***** Estratto del testo

La questione del 'mondo' a partire dal
detto di Bruno "mettere sotto sopra il mondo rinversato"
di
Aldo Masullo
Rileggiamo una straordinaria pagina
di Giordano Bruno nel De l’infinito, universo e mondi.
BURCHIO - Cossì dumque gli
altri mondi sono abitati come questo?
FRACASTORIO - Se non cossì
e se non megliori, niente meno e niente peggio: perché è
impossibile ch’un razionale et alquanto svegliato ingegno possa imaginarsi
che sieno privi di simili e megliori abitanti, mondi innumerabili che
si mostrano o cossì o più magnifici di questo; i quali
o son soli, o a’ quali il sole non meno diffonde gli divinissimi e fecondi
raggi, che non meno argumentano felice il proprio soggetto e fonte,
che rendeno fortunati i circonstanti partecipi di tal virtù iffusa.
Son dumque infiniti gl’innumerabili e principali membri de l’universo,
di medesimo volto, faccia, prorogativa, virtù et effetto.
BURCHIO - Non volete che tra altri
et altri vi sia differenza alcuna?
FRACASTORIO - Avete più volte
udito che quelli son per sé lucidi e caldi, nella composizion
di quali predomina il fuoco; gli altri risplendeno per altrui participazione,
che son per sé freddi et oscuri: nella composizion de quali l’acqua
predomina. Dalla qual diversità e contrarietà depende
l’ordine, la simmetria, la complessione, la pace, la concordia, la composizione,
la vita. Di sorte che gli mondi son composti di contrarii; e gli uni
contrarii, come le terreacqui, vivono e vegetano per gli altri contrarii,
come gli solifuochi. Il che credo intese quel sapiente che disse Dio
far pace ne gli contrarii sublimi; e quell’altro che intese il tutto
essere consistente per lite di concordi et amor di litiganti.
BURCHIO - Con questo vostro dire
volete ponere sotto sopra il mondo.
FRACASTORIO - Ti par che farrebe
male un che volesse mettere sotto sopra il mondo rinversato? (Opere
italiane - I. Dial. metaf., ed. G. Gentile, Bari 1925, Laterza,
pp. 362-363).

**********
***** Voci mostrate

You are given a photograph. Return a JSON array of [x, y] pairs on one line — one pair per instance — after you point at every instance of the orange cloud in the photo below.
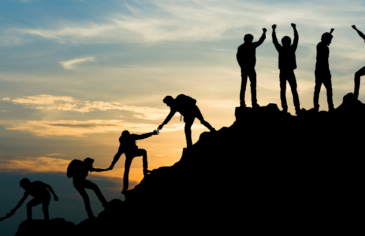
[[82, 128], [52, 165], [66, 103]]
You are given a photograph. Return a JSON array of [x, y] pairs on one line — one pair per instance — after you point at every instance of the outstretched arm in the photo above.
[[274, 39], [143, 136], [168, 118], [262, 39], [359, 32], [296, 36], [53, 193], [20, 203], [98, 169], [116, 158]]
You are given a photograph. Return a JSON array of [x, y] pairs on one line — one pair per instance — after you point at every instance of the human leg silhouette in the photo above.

**********
***** Voci mostrate

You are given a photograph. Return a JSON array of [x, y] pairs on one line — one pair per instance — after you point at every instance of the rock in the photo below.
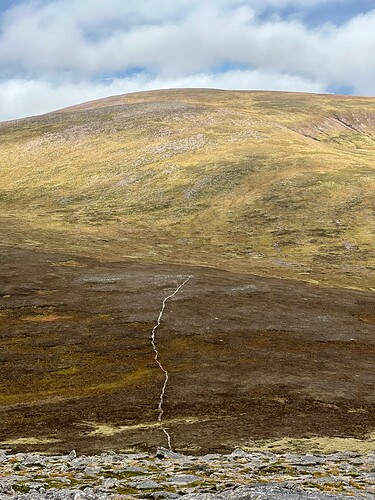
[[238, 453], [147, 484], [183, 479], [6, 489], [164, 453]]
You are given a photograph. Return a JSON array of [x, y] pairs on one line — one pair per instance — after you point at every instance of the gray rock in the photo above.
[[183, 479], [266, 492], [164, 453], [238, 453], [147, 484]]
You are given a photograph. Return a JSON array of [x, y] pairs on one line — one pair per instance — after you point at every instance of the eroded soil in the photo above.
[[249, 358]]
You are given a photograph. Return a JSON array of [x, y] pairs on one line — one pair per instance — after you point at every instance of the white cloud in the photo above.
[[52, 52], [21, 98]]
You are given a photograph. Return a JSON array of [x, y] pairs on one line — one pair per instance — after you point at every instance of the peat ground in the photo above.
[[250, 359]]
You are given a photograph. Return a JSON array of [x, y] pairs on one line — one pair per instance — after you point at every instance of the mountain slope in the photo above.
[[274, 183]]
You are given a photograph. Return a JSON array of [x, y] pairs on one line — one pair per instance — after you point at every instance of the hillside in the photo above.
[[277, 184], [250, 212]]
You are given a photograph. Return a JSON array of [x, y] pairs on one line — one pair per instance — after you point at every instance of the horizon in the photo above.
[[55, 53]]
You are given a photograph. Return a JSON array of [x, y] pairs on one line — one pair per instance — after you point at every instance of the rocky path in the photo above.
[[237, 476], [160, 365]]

**********
***** Voci mostrate

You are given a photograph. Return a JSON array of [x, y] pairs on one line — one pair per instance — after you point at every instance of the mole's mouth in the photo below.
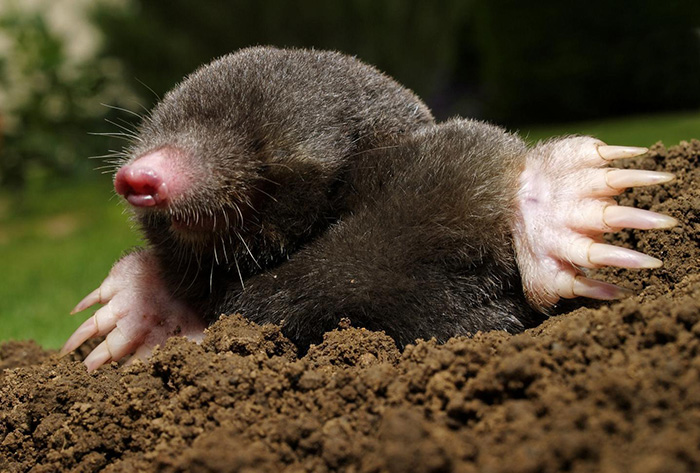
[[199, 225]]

**********

**Cosa si chiede**
Ricopia il tratto del brano su Giordano Bruno che va da "BURCHIO - Cossì" fino a "tal virtù iffusa.".

**Risposta al problema**
BURCHIO - Cossì dumque gli
altri mondi sono abitati come questo?
FRACASTORIO - Se non cossì
e se non megliori, niente meno e niente peggio: perché è
impossibile ch’un razionale et alquanto svegliato ingegno possa imaginarsi
che sieno privi di simili e megliori abitanti, mondi innumerabili che
si mostrano o cossì o più magnifici di questo; i quali
o son soli, o a’ quali il sole non meno diffonde gli divinissimi e fecondi
raggi, che non meno argumentano felice il proprio soggetto e fonte,
che rendeno fortunati i circonstanti partecipi di tal virtù iffusa.